* _PROBLEM REQUIREMENTS_:
Output every entry below word for word, minus the images.

—————

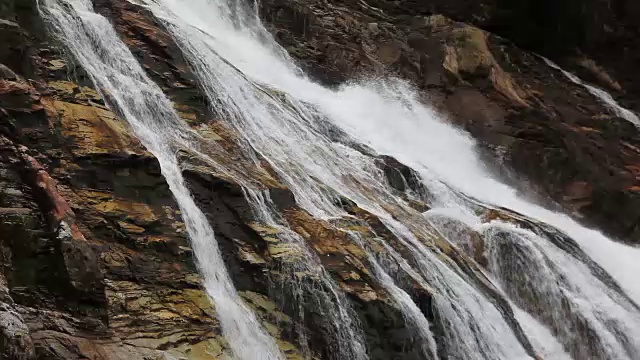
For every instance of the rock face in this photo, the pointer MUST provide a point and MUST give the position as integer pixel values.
(533, 122)
(95, 261)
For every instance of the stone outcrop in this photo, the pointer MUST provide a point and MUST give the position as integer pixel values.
(95, 260)
(532, 122)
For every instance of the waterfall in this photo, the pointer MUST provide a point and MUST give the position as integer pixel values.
(117, 75)
(541, 284)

—————

* _WRITTEN ANSWER_:
For every instance of the rock face in this photo, the pointer MUST provide a point and MUST give the position as integer pixel values.
(533, 122)
(95, 261)
For every instance of the stone outcrop in this photo, the pointer MUST provide a point and MUST give the position as integer pixel values.
(95, 260)
(532, 122)
For every instance of the waterfall in this photo, the pointer MUST provide a point and MUST give the position as integer pixel values.
(117, 75)
(541, 284)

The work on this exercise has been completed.